THE DATA
(begin)

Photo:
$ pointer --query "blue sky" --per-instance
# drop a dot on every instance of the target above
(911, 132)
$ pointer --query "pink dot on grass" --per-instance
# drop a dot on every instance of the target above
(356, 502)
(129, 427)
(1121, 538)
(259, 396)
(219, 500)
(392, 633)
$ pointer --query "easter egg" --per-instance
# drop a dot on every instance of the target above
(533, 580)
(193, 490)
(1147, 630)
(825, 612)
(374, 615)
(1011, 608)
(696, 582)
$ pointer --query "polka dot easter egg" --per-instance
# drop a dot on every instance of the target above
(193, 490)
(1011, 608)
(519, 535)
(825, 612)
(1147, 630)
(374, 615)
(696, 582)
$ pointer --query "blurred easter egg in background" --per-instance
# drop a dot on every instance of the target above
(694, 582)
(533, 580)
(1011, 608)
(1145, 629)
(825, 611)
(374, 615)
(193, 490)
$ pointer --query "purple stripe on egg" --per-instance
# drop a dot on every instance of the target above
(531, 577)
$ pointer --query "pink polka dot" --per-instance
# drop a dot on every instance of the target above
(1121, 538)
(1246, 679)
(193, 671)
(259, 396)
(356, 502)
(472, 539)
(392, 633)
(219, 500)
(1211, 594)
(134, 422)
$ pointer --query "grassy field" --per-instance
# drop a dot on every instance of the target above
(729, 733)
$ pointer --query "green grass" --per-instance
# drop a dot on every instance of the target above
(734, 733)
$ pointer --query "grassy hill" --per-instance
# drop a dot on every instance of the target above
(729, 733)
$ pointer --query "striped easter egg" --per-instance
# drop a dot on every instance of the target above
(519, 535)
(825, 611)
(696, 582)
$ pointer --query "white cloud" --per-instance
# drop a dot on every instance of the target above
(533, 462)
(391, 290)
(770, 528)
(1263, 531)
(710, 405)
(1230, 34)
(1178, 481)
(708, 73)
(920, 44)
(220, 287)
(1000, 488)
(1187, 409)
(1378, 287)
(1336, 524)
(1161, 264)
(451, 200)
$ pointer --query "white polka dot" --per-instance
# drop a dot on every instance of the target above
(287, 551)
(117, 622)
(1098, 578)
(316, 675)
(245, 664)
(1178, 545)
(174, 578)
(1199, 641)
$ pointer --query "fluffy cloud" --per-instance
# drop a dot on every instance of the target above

(end)

PROBLEM TO WORK ON
Rewrite the records above, swapping every "easter egg" for "Easter egg" and leaving everything else unchanged.

TASK ANSWER
Photo:
$ pointer --query "blue sky" --per-instance
# drop a dot on every instance of the target above
(911, 132)
$ pointer --query "pink dot on grass" --per-instance
# drop a dot on every instance of the target above
(356, 502)
(129, 427)
(1121, 538)
(259, 396)
(219, 500)
(392, 633)
$ pointer --query "Easter egg" --per-instance
# drop a dot on every instance of the target above
(533, 580)
(193, 490)
(1147, 630)
(825, 612)
(374, 615)
(1011, 608)
(696, 582)
$ pointer --query "polka dot Easter egg" --per-instance
# drop a dot on every instance of the target above
(193, 490)
(1011, 608)
(519, 535)
(825, 612)
(1147, 630)
(374, 615)
(696, 582)
$ pointer --query "blurred Easter egg in background" --per-instance
# drop a dot on every instance of the target above
(694, 582)
(533, 580)
(1011, 608)
(1145, 629)
(825, 611)
(374, 615)
(193, 490)
$ pointer --query "purple stripe on egg" --per-instance
# drop a dot on every instance of the target above
(531, 577)
$ pointer --query "pink polka dot" --per-instance
# drop a dot on every instance of the target above
(1121, 538)
(1246, 679)
(193, 671)
(259, 396)
(356, 502)
(472, 539)
(392, 633)
(219, 500)
(1211, 594)
(134, 422)
$ pointer --query "grassy field" --per-instance
# drop a dot on every instance of the target above
(729, 733)
$ pointer --query "green grass" --per-instance
# drop a dot on every instance of the target above
(734, 733)
$ pointer --query "grassy hill" --per-instance
# drop a dot on every instance of the target above
(729, 733)
$ pointer --query "striped Easter egg" --per-instance
# drop a dot on every instance of the target above
(519, 535)
(825, 611)
(696, 582)
$ pointer --query "white cloud" --per-instance
# drop a dot on every instance of the target above
(533, 462)
(391, 290)
(770, 528)
(1263, 531)
(710, 405)
(1230, 34)
(1178, 481)
(708, 73)
(920, 44)
(220, 287)
(1000, 488)
(1187, 409)
(1378, 287)
(1336, 524)
(1161, 264)
(451, 200)
$ pointer --query "white polka dot" --per-instance
# drop a dot on every instance of the target above
(287, 551)
(117, 622)
(1098, 578)
(316, 675)
(245, 664)
(1178, 545)
(174, 578)
(1199, 641)
$ pointer --query "fluffy cloud" --per-instance
# drop a dot on every instance of the target above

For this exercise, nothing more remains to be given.